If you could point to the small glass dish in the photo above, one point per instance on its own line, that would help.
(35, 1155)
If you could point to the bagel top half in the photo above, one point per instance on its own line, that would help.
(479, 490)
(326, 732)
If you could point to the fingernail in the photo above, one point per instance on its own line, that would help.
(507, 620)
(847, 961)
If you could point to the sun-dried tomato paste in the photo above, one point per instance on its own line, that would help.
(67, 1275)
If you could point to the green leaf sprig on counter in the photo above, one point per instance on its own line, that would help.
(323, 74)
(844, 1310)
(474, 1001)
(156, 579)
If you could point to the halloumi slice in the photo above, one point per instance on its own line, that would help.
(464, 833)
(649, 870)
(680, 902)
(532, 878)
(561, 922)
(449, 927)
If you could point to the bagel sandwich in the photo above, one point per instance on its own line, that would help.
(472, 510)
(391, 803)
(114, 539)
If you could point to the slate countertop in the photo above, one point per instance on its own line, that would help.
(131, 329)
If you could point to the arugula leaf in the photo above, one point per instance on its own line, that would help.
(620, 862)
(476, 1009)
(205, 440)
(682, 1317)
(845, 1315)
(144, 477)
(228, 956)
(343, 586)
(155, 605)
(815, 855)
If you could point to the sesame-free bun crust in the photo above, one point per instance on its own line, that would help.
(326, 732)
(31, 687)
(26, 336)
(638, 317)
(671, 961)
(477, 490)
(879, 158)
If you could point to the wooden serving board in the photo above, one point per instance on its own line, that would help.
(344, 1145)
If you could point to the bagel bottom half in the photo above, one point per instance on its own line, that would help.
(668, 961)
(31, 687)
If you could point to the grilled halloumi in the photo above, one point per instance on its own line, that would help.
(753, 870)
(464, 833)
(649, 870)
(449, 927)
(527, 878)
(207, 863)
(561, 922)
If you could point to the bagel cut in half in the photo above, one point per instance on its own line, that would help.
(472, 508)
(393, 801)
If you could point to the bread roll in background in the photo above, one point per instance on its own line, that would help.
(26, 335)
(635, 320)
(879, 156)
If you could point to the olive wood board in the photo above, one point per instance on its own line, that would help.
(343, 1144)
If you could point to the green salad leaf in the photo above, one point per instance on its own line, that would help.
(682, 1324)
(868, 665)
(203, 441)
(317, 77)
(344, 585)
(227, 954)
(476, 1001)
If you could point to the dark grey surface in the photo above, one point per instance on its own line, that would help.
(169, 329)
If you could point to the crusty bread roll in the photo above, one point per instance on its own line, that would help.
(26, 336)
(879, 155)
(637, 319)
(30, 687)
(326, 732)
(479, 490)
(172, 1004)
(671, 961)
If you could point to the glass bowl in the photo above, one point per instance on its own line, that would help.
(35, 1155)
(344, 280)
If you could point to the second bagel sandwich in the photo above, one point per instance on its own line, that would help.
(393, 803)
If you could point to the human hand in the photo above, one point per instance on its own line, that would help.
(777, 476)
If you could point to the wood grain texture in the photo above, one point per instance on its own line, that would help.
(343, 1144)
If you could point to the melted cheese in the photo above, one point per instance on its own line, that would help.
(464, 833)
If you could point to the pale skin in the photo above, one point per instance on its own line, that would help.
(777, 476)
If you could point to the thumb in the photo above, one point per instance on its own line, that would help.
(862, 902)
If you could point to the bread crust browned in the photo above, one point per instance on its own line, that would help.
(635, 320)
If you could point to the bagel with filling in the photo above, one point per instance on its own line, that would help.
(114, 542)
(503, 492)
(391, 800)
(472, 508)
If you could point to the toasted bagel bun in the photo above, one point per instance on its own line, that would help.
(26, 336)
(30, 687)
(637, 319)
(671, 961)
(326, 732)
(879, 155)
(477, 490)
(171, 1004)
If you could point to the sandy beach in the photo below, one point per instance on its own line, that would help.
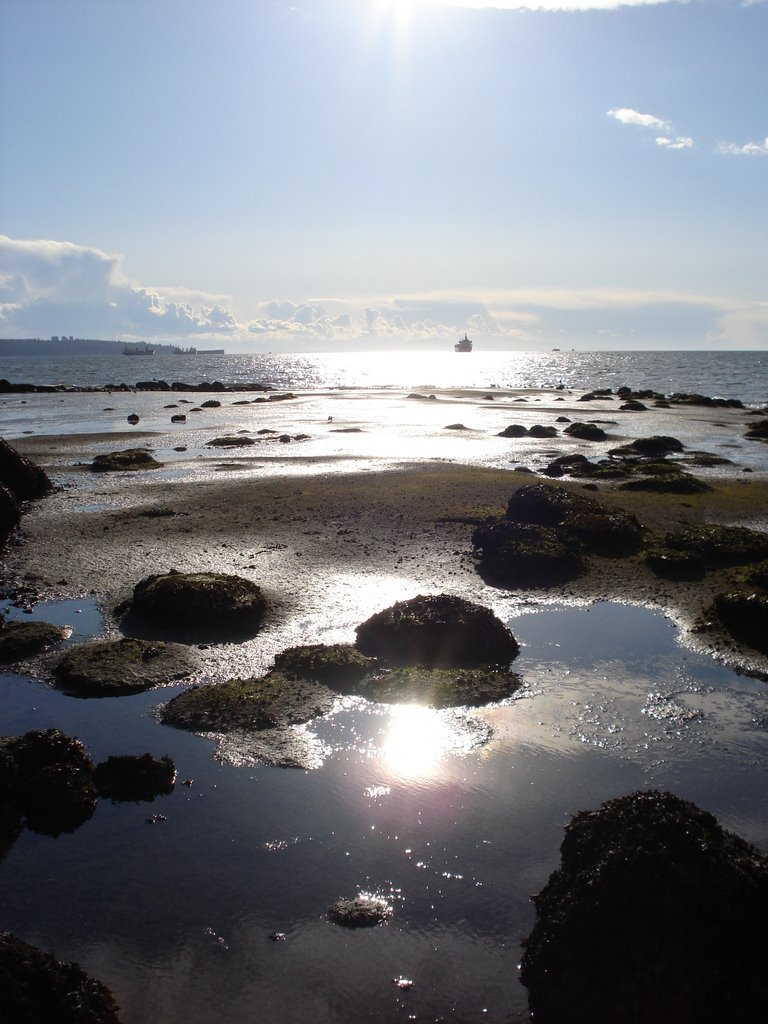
(331, 547)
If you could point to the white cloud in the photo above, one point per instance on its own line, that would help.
(748, 150)
(678, 142)
(550, 4)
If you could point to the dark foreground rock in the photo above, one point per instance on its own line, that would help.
(20, 475)
(39, 989)
(111, 668)
(134, 776)
(196, 607)
(360, 911)
(438, 630)
(655, 914)
(46, 780)
(744, 616)
(130, 460)
(19, 640)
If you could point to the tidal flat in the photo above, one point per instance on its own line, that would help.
(454, 817)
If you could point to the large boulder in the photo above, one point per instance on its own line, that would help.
(22, 475)
(112, 668)
(197, 606)
(437, 630)
(36, 987)
(655, 914)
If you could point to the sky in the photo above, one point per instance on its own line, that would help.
(331, 174)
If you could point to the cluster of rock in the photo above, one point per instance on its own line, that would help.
(655, 913)
(49, 783)
(436, 649)
(20, 480)
(547, 535)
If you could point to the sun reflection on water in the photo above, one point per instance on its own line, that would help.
(417, 740)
● ● ● ●
▶ _PROBLEM TO WORK ON_
Repeat, exactly and in full, every entry in the data, but not the pictures.

▶ _FINAL ANSWER_
If you could point to the small glass dish in the photo above, one point per instance on its own line, that would help.
(35, 1155)
If you could point to the bagel top half in the photo above, one point per instance on its own line, that would help.
(479, 490)
(326, 732)
If you could point to the fingernail in the photo above, one point per instance on its own line, that would help.
(507, 620)
(847, 961)
If you could point to the sun-dried tomato paste in the photo above, one point per instance on its own line, that would help.
(67, 1275)
If you could point to the green leaf sprig on counter in the photo above, one point per instance on its own line, that would help.
(323, 74)
(844, 1310)
(474, 1001)
(156, 579)
If you could point to the halloumi slice in the photo above, one point per instance on its own line, that would help.
(464, 833)
(649, 870)
(680, 902)
(532, 878)
(561, 922)
(449, 927)
If you could point to the bagel sandwich in the photo above, one point per instance on its own line, that would help.
(472, 510)
(391, 803)
(114, 539)
If you could point to the slate countertop in the photo above, one point per instance on its own line, that would help.
(131, 329)
If you could point to the arugula leaf in the photo above, one point per instance on its own line, that would help.
(620, 862)
(476, 1009)
(205, 440)
(682, 1317)
(845, 1315)
(144, 477)
(228, 956)
(343, 586)
(155, 605)
(815, 855)
If you could point to the sesame-free bun crust in the photo above, one point per instance on its own line, that would help.
(326, 732)
(31, 687)
(26, 336)
(638, 317)
(671, 961)
(477, 490)
(879, 158)
If you could point to the wooden serving board in the photo above, one point per instance on its own line, that would help.
(344, 1145)
If you could point to the bagel bottom half in the photo above, one point per instance on its own line, that would help.
(668, 961)
(31, 687)
If you could point to the grilled halloumi in the photo above, one point per instance on its own line, that would help.
(753, 870)
(464, 833)
(649, 870)
(449, 927)
(527, 878)
(207, 863)
(561, 922)
If you could point to the bagel cut in half in the photo above, one point per instance on its own line, that would help.
(472, 508)
(393, 801)
If you could point to the bread roll in background in the photo above, one point per instance on its own line, that would help.
(26, 335)
(635, 320)
(879, 156)
If you could point to the olive wood board in the photo above, one point per instance on its own line, that would help.
(343, 1144)
If you could point to the green salad leaf in the photo above, one point per instance on its own line, that would help.
(682, 1324)
(868, 665)
(203, 441)
(317, 77)
(344, 585)
(227, 954)
(476, 1001)
If you could point to the dark grey surface in the photo above, one point per instance on its own line, that would help.
(169, 329)
If you could point to the crusty bread roll in the photo above, one point per instance on its own line, that would help.
(26, 336)
(879, 155)
(637, 319)
(30, 687)
(326, 732)
(479, 490)
(172, 1004)
(671, 961)
If you could point to the glass bowl in the photo above, one point per instance on its own line, that would help.
(35, 1155)
(344, 280)
If you could point to the second bagel sandwich in the photo above, one point per instance on its own line, that would help.
(393, 803)
If you could point to the human hand in the photo above, one point per instance on its own line, that would help.
(777, 476)
If you could point to the wood grain texture in the photo above, one point per instance on its own line, that would help.
(343, 1144)
If you could point to the melted cheese in the photo above, one point per instance on its own line, that would help.
(464, 833)
If you could point to the pale skin in the photo above, one point per instance on its own line, that would help.
(777, 476)
If you could point to the thumb in the photo above, one point per instance on its own line, that would help.
(862, 902)
If you could point to the bread crust browned in the photo above, one point per instance on its own line, that would help.
(635, 320)
If you could point to the bagel with filling in the photo above, one point per instance on its own line, that would help.
(114, 542)
(503, 492)
(391, 800)
(472, 508)
If you could point to the toasted bagel bun in the photo above, one point per instance on its own line, that would help.
(26, 336)
(30, 687)
(637, 319)
(671, 961)
(326, 732)
(879, 155)
(477, 490)
(171, 1004)
If you could point to the sandy beach in the photo below, one point per instance on its own line, that would help.
(331, 547)
If you could point to the white cloud in the photo above, one point per instance on its own line, that would help.
(748, 150)
(678, 142)
(550, 4)
If you could point to the dark foreground rock in the photo above, one point per instance on its own line, that would help.
(20, 475)
(39, 989)
(111, 668)
(134, 776)
(196, 607)
(360, 911)
(438, 630)
(655, 914)
(46, 780)
(744, 616)
(130, 460)
(19, 640)
If you could point to the tidal flat in the photo above, one point per instance on its own line, that would help.
(454, 817)
If you could point to the large boulder in the photo above, one point per instance on its own line, that would help.
(22, 475)
(112, 668)
(197, 606)
(437, 630)
(36, 987)
(655, 914)
If you could point to the sky in the photo above, one point per instance on its own line, that would help.
(331, 174)
If you could point to the cluster of rock in the photo above, one point per instance on its own line, that would help.
(655, 913)
(49, 783)
(436, 649)
(20, 480)
(547, 535)
If you could point to the sun reflection on water in the photo above, one point per instance on its own line, that would help.
(417, 740)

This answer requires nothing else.